● **Written request A**
In the memoir excerpt below, why does the narrator's lover suggest easing up on the mullet stories? Answer in one to three sentences.

I put my big fishing boots outside the front door to make it look like a man lived there. I walked the hundred metres to the gate and shackled it shut.
‘Yeah, I get scared sometimes,’ I said to Patti. She stared at me.
‘Does anyone else live out there?’
‘No.’ Lots of people ask me this. ‘People come out on holidays and weekends though.’
‘A bloke lived at Broke,’ Patti said. ‘Now. What was his name? My husband took food and supplies out to him. What was his name?’
‘Clarke?’ I hardly dared to hope. It would have been more than fifty years ago.
‘Yes! Clarke. Clarkie. My husband, bless him, he used to do the milk run to Manji once a week. Picked up all the milk and cream along the way. He’d come back from town with everything we needed in Walpole, the kids’ shoes, clothes. Took him ten hours or more, that run.’
‘He was our lifeline,’ Pat nodded, ‘in those days.’
‘He never told me about that, you know,’ Patti said. ‘Just before he died, he told me he’d taken food out to that bloke at Broke for decades. Never said a word.’
So that was how Clarke was sustained and remained a secret: the milkman bound to confidentiality by an arm of the law. I wondered about the policeman who was supposed to have dropped supplies for him. There must have been a quarrel in the mind of that copper – feeding the man who’d helped hide the hacked-up bodies of his two colleagues.
In 1926, Clarke testified that he was in the parlour of a Kalgoorlie pub with two of his mates, Coulter and Treffene. He told the court that Coulter had requested Clarke’s help. While stealing gold at a plant that morning, they were surprised by the gold squad detectives, Pitman and Walsh. To avoid arrest, Treffene and Coulter shot both detectives in the face. They told Clarke that seeing as he was part of their operation and had a car, he should help them dispose of the bodies. Clarke drove them back to the plant where they cut up the bodies with butcher knives from the hotel kitchen. After a failed attempt at a cremation, Clarke drove through the night, with the hessian-wrapped remains of the policemen in the boot of his car, to an isolated mineshaft.
‘Probably best ease up on the mullet stories now,’ my lover said one evening. The last time I’d been in town and online, I posted a story on my blog about netting mullet but the net season had officially ended and he is a more cautious soul than me. He has to be.
‘A good idea,’ I agreed. ‘Now, here is a better caution. Could you please take your matrimonial pillow with you when you go home to your family?’ I threw the patterned pillow aside. ‘It’s too weird.’
But he never did. Some balmy summer mornings when he slept in, I’d come out of the shower to see him in my bed, his arms and one knee draped over her pillow and his shaggy head resting on mine.
The dog waited for me ashore, as I rowed out the boat. I thought he was coming to visit me. I’m never sure when he will visit me. Part of being kept secret is the instability and lack of accountability. But he’d said he’d come out this night. If he couldn’t make it, I’m out of contact anyway.

● **Written request B**
Identify every line of the records below that contains the string "sleeve".

● **Given records**
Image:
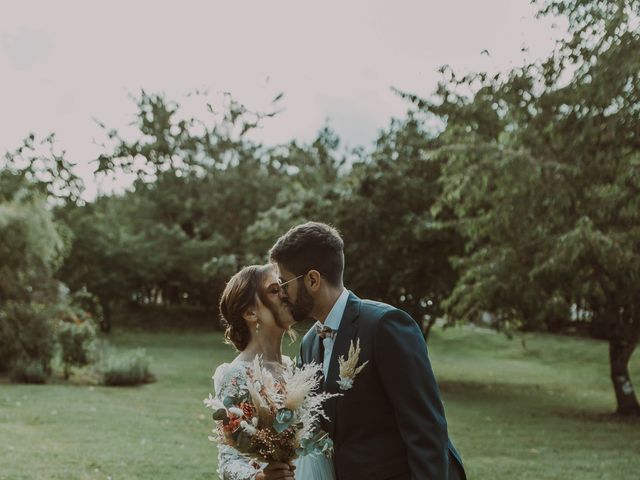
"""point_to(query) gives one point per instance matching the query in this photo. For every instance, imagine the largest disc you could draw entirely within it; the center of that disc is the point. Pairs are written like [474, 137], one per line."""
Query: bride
[256, 319]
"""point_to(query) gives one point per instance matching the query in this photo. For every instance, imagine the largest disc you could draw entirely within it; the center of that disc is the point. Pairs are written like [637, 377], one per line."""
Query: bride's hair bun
[238, 296]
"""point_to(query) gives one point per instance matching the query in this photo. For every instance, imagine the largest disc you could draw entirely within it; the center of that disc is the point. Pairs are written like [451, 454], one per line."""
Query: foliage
[125, 369]
[76, 341]
[543, 171]
[26, 338]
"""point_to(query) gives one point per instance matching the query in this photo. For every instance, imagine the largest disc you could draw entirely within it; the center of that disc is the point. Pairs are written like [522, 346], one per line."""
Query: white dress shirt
[333, 321]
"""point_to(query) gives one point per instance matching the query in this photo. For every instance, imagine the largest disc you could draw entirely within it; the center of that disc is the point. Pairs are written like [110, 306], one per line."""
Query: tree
[543, 171]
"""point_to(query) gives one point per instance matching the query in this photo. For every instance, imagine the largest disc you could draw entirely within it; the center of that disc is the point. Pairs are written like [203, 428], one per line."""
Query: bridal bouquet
[273, 420]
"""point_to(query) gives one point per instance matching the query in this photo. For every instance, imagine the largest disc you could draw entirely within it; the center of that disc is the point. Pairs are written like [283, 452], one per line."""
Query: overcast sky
[64, 63]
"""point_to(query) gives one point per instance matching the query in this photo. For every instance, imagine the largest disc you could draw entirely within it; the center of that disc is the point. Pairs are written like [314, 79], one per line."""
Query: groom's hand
[277, 471]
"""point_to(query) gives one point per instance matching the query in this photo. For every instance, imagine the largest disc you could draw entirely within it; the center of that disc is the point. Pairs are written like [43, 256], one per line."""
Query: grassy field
[537, 413]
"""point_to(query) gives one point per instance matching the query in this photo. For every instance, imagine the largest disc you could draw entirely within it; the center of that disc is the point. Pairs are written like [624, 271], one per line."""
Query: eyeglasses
[285, 285]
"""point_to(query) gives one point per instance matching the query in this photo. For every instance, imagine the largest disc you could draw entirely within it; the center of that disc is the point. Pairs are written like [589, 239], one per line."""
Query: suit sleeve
[403, 363]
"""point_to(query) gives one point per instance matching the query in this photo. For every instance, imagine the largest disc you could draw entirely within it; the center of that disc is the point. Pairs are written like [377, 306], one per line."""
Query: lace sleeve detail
[232, 465]
[230, 380]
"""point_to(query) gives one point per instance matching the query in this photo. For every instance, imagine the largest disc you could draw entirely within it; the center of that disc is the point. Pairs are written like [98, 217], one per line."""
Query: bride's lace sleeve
[232, 465]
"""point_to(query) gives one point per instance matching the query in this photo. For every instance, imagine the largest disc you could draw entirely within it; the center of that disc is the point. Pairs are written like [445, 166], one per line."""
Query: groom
[388, 422]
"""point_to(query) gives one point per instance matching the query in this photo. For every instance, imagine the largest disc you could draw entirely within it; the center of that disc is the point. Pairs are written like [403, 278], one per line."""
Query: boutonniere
[348, 369]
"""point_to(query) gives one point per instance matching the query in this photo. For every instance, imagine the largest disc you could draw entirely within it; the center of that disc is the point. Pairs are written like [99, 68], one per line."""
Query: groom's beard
[301, 310]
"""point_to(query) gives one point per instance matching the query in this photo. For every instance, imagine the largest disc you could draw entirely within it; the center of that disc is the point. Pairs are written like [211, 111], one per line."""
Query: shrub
[130, 368]
[29, 372]
[77, 343]
[25, 336]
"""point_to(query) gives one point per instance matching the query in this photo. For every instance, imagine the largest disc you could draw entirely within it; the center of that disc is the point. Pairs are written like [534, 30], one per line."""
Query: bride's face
[272, 311]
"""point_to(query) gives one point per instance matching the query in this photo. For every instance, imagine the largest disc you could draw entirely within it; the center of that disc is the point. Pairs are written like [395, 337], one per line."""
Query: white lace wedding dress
[228, 379]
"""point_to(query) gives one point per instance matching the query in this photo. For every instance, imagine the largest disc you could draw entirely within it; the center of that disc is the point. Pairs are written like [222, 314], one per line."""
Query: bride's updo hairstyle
[239, 295]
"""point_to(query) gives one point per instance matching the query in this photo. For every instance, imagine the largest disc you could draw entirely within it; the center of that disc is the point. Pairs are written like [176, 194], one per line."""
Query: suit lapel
[347, 332]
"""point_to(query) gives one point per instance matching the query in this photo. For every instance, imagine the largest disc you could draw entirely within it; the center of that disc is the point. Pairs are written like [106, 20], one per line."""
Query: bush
[77, 343]
[131, 368]
[25, 336]
[29, 372]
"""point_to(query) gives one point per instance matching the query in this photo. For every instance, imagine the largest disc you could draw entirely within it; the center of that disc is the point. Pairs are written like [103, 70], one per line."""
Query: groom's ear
[250, 315]
[313, 280]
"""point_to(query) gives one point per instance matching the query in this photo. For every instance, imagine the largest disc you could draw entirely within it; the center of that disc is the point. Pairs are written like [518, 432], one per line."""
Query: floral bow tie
[325, 332]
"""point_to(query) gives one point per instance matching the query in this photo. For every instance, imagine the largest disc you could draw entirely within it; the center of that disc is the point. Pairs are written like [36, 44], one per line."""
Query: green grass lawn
[537, 413]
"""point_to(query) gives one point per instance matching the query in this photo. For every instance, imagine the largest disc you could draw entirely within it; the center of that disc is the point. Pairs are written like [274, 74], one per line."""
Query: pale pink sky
[63, 63]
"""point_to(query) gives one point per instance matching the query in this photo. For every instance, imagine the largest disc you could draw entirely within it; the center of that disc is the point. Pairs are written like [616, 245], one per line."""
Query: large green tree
[543, 171]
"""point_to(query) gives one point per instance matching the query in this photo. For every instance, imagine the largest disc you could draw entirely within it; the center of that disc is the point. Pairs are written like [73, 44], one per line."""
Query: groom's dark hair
[311, 246]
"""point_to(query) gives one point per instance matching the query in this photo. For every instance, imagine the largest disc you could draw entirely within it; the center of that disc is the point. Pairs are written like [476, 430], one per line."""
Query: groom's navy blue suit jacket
[391, 423]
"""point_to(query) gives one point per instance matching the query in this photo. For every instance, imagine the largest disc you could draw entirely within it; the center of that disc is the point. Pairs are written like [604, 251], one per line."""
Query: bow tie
[325, 332]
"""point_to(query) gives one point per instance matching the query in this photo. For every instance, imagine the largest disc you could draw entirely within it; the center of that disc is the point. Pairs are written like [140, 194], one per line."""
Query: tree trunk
[105, 325]
[620, 351]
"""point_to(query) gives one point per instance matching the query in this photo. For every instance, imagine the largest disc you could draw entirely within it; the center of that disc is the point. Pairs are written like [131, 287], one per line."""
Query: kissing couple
[381, 406]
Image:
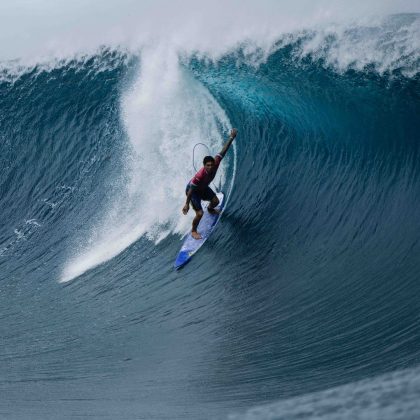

● **Full response A**
The narrator had posted a blog story about netting mullet, but the net season had officially ended. The lover is also a more cautious soul than the narrator.

● **Full response B**
Query: suit sleeve
Query: lace sleeve detail
Query: bride's lace sleeve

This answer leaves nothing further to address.